▶ _Problem statement_
Using the string "left" as the key, pull each matching line out of the records below.

Extracted data entries:
== Segment start ==

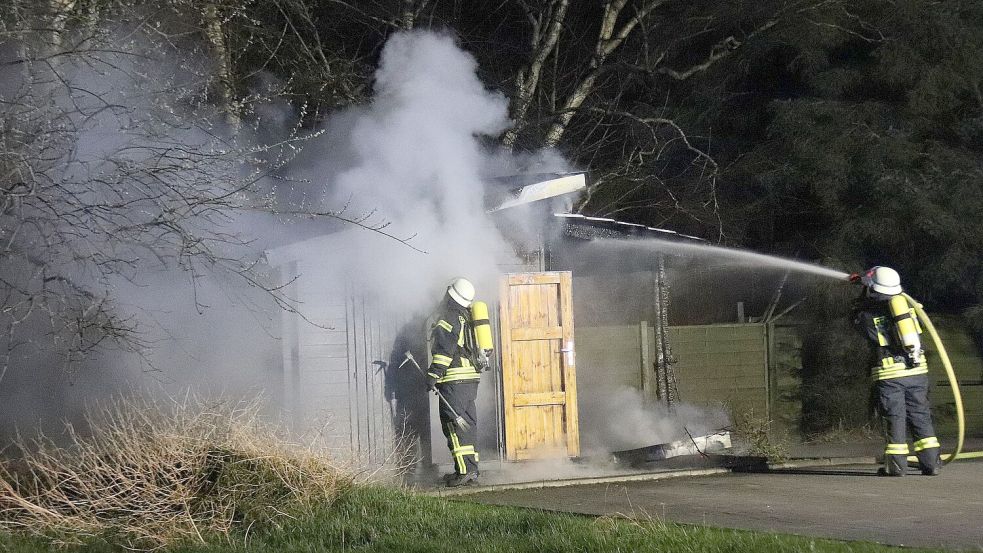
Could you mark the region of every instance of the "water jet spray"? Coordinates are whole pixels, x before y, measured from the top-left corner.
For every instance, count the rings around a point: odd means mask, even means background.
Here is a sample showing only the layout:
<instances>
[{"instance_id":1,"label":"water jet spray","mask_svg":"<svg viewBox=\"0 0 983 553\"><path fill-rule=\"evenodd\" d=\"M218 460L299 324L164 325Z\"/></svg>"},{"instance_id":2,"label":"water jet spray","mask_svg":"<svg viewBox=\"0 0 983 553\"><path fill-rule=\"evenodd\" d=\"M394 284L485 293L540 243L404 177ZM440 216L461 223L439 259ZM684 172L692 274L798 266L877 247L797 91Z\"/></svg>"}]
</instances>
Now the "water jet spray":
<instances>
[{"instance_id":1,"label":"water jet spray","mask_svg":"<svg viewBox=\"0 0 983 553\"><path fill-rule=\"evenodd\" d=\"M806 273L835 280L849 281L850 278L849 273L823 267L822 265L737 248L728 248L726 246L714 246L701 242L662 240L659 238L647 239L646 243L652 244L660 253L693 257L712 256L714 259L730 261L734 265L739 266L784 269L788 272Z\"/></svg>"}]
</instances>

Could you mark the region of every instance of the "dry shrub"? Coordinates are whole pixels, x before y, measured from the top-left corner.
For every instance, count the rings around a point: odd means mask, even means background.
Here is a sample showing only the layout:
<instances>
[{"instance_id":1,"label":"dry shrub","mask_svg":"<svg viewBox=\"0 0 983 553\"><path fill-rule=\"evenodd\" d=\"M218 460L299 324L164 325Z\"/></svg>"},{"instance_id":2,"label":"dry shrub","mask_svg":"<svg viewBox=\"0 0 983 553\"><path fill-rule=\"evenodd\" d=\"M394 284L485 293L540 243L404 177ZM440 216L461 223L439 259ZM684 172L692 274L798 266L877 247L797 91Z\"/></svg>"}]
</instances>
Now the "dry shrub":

== Segment end ==

▶ _Exercise solution_
Could you mark the region of every instance of the "water jet spray"? Coordinates are whole pixels, x before y, measured from the top-left corner.
Could you mark the region of every instance of the "dry shrub"? Coordinates are whole pixels, x before y, measured from the top-left corner.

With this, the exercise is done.